WHAT NEEDS TO BE DONE — Reproduce word for word the lines between those holding "formatted like (302,617)" and "formatted like (7,1123)", inclusive, and nothing else from the data below.

Natural-language object grounding data:
--------------------
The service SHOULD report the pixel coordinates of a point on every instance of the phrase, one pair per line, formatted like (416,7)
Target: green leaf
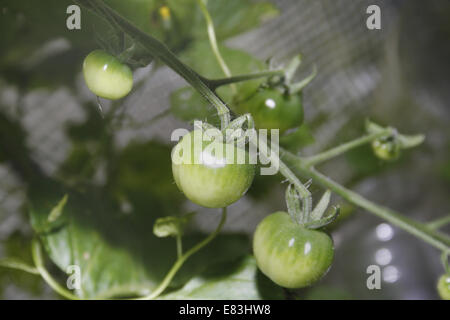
(188,105)
(321,206)
(410,141)
(233,17)
(297,138)
(14,263)
(238,280)
(171,226)
(115,251)
(372,127)
(57,211)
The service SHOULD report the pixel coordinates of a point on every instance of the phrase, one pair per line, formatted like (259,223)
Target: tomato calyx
(317,218)
(390,146)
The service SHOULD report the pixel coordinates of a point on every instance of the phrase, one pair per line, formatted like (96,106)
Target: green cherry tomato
(209,173)
(106,76)
(386,149)
(289,254)
(444,287)
(270,108)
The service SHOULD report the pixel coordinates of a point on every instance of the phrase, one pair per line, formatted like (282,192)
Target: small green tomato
(443,287)
(209,173)
(106,76)
(289,254)
(386,149)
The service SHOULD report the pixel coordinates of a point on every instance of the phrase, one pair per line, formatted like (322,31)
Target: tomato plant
(209,174)
(106,76)
(386,149)
(290,254)
(105,197)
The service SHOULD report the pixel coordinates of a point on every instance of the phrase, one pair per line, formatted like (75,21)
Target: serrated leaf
(116,253)
(238,280)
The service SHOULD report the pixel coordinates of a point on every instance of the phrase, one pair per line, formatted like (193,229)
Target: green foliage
(104,242)
(186,103)
(239,279)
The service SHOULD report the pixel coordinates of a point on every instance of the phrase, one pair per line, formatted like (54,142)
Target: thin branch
(334,152)
(439,223)
(173,271)
(438,240)
(38,261)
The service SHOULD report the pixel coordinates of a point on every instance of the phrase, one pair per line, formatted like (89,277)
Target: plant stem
(38,261)
(216,83)
(168,278)
(334,152)
(179,246)
(160,50)
(212,38)
(18,265)
(438,240)
(439,223)
(305,195)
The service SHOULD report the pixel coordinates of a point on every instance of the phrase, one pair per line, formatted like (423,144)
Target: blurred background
(50,125)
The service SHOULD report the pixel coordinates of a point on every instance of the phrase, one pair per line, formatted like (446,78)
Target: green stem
(213,39)
(290,176)
(216,83)
(439,223)
(171,274)
(334,152)
(160,50)
(38,261)
(179,246)
(438,240)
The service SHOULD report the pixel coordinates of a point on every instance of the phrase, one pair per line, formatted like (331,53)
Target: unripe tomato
(444,287)
(385,149)
(106,76)
(289,254)
(207,177)
(270,107)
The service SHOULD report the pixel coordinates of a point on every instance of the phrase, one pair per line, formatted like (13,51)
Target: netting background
(398,74)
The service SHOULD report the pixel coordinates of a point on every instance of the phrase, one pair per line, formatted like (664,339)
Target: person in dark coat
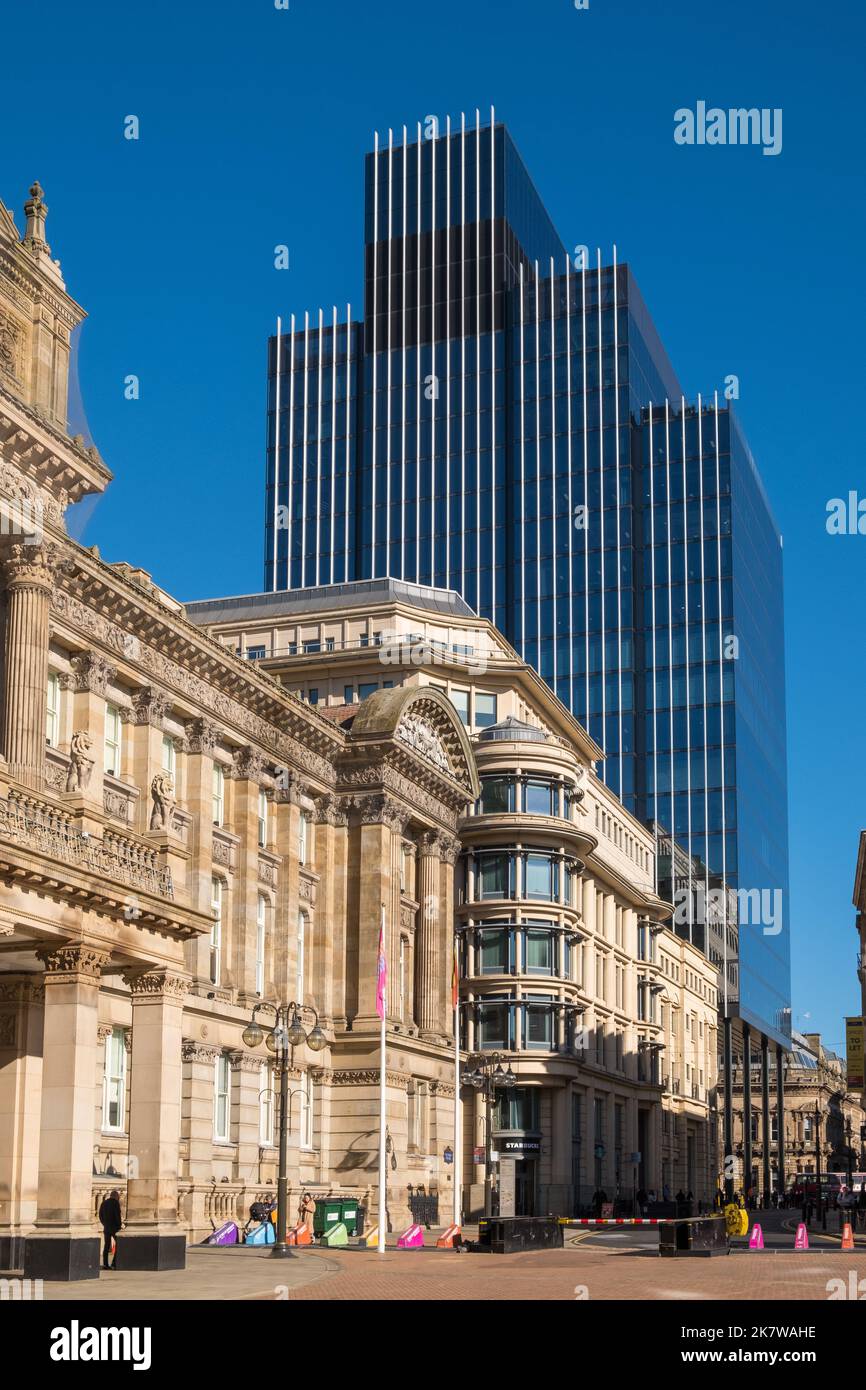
(111,1221)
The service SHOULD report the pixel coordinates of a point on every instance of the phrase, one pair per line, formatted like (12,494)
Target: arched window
(302,947)
(262,906)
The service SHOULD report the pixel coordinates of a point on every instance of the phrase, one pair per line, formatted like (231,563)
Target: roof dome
(512,731)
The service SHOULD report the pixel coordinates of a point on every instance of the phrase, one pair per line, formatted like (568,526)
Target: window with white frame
(262,906)
(218,795)
(306,1111)
(52,713)
(402,980)
(113,740)
(266,1105)
(302,945)
(114,1082)
(223,1084)
(216,931)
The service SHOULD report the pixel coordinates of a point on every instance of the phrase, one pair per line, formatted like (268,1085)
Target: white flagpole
(382,1127)
(458,1116)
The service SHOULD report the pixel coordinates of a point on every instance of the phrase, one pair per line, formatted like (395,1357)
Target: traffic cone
(756,1237)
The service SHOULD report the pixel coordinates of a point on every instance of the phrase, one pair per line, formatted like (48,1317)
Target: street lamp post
(487,1076)
(288,1033)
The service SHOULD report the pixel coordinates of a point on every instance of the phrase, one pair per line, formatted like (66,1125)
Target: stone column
(29,573)
(66,1244)
(428,963)
(153,1237)
(449,854)
(21,1004)
(200,741)
(249,770)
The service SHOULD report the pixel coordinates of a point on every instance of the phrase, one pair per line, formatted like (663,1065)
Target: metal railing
(41,827)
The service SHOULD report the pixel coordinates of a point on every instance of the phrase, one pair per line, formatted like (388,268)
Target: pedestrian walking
(306,1212)
(111,1221)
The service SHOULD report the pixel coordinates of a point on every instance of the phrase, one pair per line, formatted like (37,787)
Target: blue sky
(253,125)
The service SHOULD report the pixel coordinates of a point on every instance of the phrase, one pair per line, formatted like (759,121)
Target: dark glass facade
(506,423)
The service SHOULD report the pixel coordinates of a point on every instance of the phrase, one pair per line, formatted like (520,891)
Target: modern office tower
(505,423)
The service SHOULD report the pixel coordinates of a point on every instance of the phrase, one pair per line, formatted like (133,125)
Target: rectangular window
(266,1105)
(218,795)
(460,702)
(52,717)
(495,1019)
(485,710)
(541,880)
(540,952)
(114,1082)
(494,951)
(260,941)
(538,1025)
(540,798)
(223,1080)
(216,931)
(492,876)
(302,943)
(496,795)
(113,740)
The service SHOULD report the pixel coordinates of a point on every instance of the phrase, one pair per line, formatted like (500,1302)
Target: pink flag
(381,972)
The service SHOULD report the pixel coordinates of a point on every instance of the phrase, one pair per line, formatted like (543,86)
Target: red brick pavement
(580,1273)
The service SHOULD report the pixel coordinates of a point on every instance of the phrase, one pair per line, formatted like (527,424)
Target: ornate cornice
(157,983)
(31,566)
(74,962)
(370,1077)
(192,1051)
(202,737)
(249,763)
(330,811)
(150,705)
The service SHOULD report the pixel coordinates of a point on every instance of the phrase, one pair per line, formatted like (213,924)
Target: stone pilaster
(428,944)
(21,1007)
(29,573)
(153,1239)
(64,1244)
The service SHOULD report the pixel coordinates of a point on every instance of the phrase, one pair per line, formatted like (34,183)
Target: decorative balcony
(42,829)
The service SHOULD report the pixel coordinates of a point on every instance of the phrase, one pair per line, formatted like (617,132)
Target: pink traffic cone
(756,1237)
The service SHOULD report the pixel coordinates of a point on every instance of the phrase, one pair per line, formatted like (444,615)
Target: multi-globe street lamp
(485,1075)
(287,1033)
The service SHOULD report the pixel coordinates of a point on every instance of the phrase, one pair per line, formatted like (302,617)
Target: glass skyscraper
(505,423)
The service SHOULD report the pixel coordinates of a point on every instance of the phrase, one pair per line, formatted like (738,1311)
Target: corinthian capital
(31,566)
(202,736)
(74,962)
(92,673)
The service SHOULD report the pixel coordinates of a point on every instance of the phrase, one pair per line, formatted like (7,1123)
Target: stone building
(822,1118)
(181,840)
(606,1019)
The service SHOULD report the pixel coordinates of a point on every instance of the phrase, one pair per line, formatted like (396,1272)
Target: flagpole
(382,1127)
(458,1126)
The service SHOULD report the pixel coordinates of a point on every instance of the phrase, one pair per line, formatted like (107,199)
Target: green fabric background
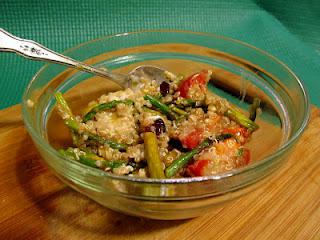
(290,30)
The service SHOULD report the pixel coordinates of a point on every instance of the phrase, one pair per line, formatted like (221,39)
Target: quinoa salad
(169,130)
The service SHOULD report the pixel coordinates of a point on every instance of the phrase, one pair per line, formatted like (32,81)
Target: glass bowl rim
(100,173)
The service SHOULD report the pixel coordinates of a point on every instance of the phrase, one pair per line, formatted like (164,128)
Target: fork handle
(33,50)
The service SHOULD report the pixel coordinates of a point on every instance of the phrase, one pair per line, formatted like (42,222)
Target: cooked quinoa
(173,129)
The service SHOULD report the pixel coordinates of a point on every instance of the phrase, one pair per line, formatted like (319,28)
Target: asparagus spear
(183,160)
(253,108)
(238,117)
(90,159)
(152,155)
(105,106)
(73,125)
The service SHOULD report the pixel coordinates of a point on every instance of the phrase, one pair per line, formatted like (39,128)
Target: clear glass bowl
(241,72)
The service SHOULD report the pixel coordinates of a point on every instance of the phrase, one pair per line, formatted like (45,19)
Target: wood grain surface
(36,205)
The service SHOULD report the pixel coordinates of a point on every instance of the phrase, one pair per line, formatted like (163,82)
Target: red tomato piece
(193,139)
(244,132)
(196,169)
(200,78)
(246,156)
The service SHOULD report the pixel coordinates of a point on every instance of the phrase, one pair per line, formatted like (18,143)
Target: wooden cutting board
(36,205)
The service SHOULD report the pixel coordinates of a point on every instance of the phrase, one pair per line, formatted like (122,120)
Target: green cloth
(290,30)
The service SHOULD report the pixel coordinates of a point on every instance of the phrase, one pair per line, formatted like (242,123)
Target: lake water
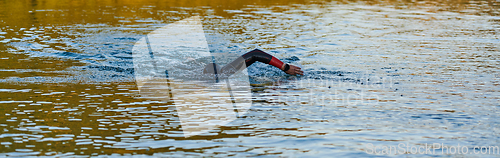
(376,72)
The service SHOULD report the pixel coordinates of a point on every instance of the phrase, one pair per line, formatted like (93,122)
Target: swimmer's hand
(294,70)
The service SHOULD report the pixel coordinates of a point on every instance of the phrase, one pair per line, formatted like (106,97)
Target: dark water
(380,72)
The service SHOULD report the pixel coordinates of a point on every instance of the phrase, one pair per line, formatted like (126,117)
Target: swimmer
(247,60)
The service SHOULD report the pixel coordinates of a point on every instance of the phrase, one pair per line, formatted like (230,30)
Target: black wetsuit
(243,62)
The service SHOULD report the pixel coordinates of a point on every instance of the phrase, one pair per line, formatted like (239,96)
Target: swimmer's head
(212,68)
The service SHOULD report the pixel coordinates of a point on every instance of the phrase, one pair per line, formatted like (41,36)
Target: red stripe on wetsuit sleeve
--------------------
EXERCISE RESULT —
The service SHOULD report the pixel coordinates of a point on every instance of the phrase, one pair per line, formatted like (302,617)
Target: glass skyscraper
(505,423)
The service SHOULD report the pixel coordinates of a point on every instance of the phrase, one pair per line, formatted like (738,1311)
Target: corinthian capital
(31,566)
(202,736)
(74,962)
(92,673)
The service SHOULD report the pixel coordinates of a point on every instance of the phrase, one pair per line, formatted like (7,1123)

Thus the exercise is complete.